Aim
Copy every one of the rows below word for word, with nothing changed.

(Entries for finding named things)
• • • •

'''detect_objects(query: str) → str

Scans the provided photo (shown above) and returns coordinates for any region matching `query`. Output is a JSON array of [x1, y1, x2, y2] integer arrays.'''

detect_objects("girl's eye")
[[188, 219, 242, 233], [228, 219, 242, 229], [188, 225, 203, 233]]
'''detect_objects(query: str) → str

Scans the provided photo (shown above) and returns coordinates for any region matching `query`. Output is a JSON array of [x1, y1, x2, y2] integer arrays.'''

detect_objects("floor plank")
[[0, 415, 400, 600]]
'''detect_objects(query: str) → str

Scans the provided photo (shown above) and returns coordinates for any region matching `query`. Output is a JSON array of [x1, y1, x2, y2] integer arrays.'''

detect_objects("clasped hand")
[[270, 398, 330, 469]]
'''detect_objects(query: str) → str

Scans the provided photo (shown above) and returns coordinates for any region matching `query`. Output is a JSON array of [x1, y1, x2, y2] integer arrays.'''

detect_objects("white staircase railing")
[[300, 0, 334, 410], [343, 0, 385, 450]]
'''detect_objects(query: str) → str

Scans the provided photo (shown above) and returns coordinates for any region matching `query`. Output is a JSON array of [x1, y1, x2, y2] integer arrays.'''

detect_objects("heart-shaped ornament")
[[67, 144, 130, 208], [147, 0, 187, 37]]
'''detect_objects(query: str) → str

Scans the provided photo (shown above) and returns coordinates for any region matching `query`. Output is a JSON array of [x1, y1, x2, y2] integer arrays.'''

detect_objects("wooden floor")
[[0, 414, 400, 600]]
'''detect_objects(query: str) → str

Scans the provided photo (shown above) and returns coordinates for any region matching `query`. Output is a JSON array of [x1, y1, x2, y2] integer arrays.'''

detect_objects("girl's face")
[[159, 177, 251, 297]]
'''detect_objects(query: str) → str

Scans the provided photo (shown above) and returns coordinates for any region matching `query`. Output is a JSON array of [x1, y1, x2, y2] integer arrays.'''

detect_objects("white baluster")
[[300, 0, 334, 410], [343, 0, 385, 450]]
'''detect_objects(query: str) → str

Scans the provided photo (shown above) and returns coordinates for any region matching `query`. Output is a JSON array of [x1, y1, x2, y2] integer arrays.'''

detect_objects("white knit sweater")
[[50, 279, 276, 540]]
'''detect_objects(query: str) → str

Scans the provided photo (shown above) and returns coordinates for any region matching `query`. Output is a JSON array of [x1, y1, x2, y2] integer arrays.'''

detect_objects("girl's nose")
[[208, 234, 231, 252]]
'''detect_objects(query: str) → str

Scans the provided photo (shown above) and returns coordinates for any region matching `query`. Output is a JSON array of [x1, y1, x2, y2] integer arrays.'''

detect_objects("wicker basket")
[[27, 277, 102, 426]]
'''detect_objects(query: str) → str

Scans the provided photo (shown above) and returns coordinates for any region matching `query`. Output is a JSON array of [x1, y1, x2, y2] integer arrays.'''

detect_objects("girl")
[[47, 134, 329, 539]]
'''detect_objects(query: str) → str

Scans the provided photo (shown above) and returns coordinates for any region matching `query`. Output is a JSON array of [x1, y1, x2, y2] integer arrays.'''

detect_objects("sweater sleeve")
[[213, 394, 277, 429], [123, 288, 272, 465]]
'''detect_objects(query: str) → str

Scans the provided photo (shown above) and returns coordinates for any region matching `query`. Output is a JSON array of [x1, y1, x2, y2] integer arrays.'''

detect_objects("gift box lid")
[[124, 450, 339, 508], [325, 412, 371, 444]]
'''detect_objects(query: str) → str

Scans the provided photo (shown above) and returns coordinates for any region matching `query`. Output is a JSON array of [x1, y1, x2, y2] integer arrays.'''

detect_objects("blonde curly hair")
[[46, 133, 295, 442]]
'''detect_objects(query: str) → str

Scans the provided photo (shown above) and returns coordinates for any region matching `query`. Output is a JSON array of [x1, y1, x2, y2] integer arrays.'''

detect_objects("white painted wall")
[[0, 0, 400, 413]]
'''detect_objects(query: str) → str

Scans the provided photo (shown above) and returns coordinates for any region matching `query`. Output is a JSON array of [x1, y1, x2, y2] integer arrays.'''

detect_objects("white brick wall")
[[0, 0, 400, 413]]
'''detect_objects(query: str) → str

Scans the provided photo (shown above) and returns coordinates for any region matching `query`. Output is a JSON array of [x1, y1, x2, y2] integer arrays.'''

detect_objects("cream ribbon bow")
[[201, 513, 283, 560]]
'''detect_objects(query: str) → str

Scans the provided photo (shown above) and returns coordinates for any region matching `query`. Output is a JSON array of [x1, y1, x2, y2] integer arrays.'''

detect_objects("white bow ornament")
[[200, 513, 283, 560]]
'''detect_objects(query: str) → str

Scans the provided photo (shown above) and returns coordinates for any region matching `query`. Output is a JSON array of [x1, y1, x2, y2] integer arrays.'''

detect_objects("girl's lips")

• • • •

Complete answer
'''detect_objects(query: str) → str

Scans the provided photo (shown above) and returns coordinates for any region matching `query`. Output is a JSON array of [x1, y1, x2, y2] integer arrays.'''

detect_objects("girl's eye")
[[188, 219, 242, 233], [228, 219, 242, 229], [188, 225, 203, 233]]
'''detect_objects(query: str) → str

Scans the provided photo (shown above) and returns coordinates for any region matching `query`. Output is a JSON array of [x1, y1, x2, y2] integer arrays.'''

detect_objects("floor plank")
[[0, 415, 400, 600]]
'''detect_objects(query: str) → str

Scans the provided photo (shown above) and returns coordinates for any region matching `query`. Output is a JSON array of [x1, y1, x2, y2] integer arrays.'''

detect_objects("clasped hand")
[[270, 398, 330, 469]]
'''detect_objects(query: str) → str

Scans the provided photo (shown above) and returns coordinates for any region matching `query`. Output is a JSON array of [x1, y1, x2, y2] integer arrays.'''

detect_objects("white staircase railing")
[[300, 0, 334, 410], [343, 0, 385, 450]]
'''detect_objects(query: str) → str

Scans the provided photo (shown above) and returns coordinates for any region matching `query`. Output is a JSON array of [x1, y1, x2, y2] integer arrays.'''

detect_objects("heart-shaped ornament")
[[67, 144, 130, 208], [147, 0, 187, 37]]
'''detect_objects(query: str) → str

Scans the provided photo (shown above) and returns coordinates for any region matching `query`. Output is a JSON array of [x1, y1, x2, y2] integer arrays.'''

detect_objects("wooden floor")
[[0, 414, 400, 600]]
'''detect_objects(query: str) → str

Scans the provided photo (shown above) and returns coordinates for any region matching `query`. Output is a JSON array of [x1, y1, x2, y2] integer arrays.'''

detect_objects("girl's face")
[[159, 177, 251, 297]]
'''detect_objects(query: str) → str

Scans the provided photo (shown above) and returns coordinates for any region matching `query`. Output is a JSON array of [x1, y1, x2, y2] integer arrays.'''

detect_objects("white baluster")
[[300, 0, 334, 410], [343, 0, 385, 450]]
'''detect_objects(query: str) → str

Scans the provided photo (shown above) and returns coordinates for any region matching `query`. Output is a JSON array of [x1, y1, x2, y2] integer arrays.'''

detect_objects("white knit sweater")
[[50, 279, 276, 540]]
'''detect_objects(query: str) → str

Scans the provided photo (shown above) and returns coordinates for any region matching `query`. Output is a JSON array of [x1, y1, x2, y2] integer arrays.'''

detect_objects("girl's nose")
[[208, 234, 231, 252]]
'''detect_objects(query: str) → str

Scans the provided photo (shown above) and returns coordinates for any region matching `query`. Output is a JSON array of [x1, y1, x2, y2] integer arrays.'''

detect_objects("wicker basket")
[[27, 277, 102, 426]]
'''detect_objects(query: str) → str

Scans the provided photo (shown above) and returns coordinates for any region matching `query`. Output is a JSON array of [x1, y1, x2, y2] integer arrays.'''

detect_objects("girl")
[[47, 134, 329, 539]]
'''detect_objects(query: str) → str

Scans the provided photo (shown above) and returns coordinates for any region matching `query`. Output is a JSON array of [x1, y1, x2, y2] integer arrays.'''

detect_objects("sweater sleeve")
[[213, 394, 277, 429], [123, 288, 272, 465]]
'''detect_objects(query: str) → str

Scans the provided photo (shown above) and returns coordinates for any region matching `query`. Output is a JSON array of [x1, y1, x2, y2] integer arrays.'''

detect_objects("gift box lid")
[[124, 450, 339, 508], [325, 412, 371, 444]]
'''detect_objects(query: str) → str

Scans the provided photo (shown above) and returns coordinates for any region matching `query`. Output is a JSON array of [x1, y1, x2, y2] integer arrays.'''

detect_objects("blonde curly hair")
[[46, 133, 295, 442]]
'''detect_objects(query: str) → str

Scans the provided photo (shown above) and returns coordinates for any region matching `query`. Output is a JSON array of [x1, y1, x2, y2] integer arrays.'''

detect_objects("white painted wall")
[[0, 0, 400, 413]]
'''detect_objects(query: str) → str

Scans the provided photo (shown above) and returns coordinates for any region matching `query`. Output is a JSON array of [x1, y1, x2, y2] integer arrays.'''

detect_objects("white brick wall")
[[0, 0, 400, 413]]
'''detect_objects(query: str) → str

Scans the provided photo (shown above) and returns coordinates for any region matching `query`. Output is a JSON array of [x1, y1, x2, y2] integer arrays.'''

detect_objects("cream ribbon bow")
[[201, 513, 283, 560]]
'''detect_objects(query: str) → str

Scans the provided photo (shown above) and returns coordinates for any region matching `query`. Output is a JSON array of [x1, y1, x2, y2] integer arrays.'''

detect_objects("white bow ornament")
[[200, 513, 283, 560]]
'''detect_objects(query: str) → str

Scans the provided photo (shown above) and returns coordinates for any region matching `query`. Output is a JSON array of [x1, y1, x2, y2] integer arrays.'''

detect_objects("girl's lips")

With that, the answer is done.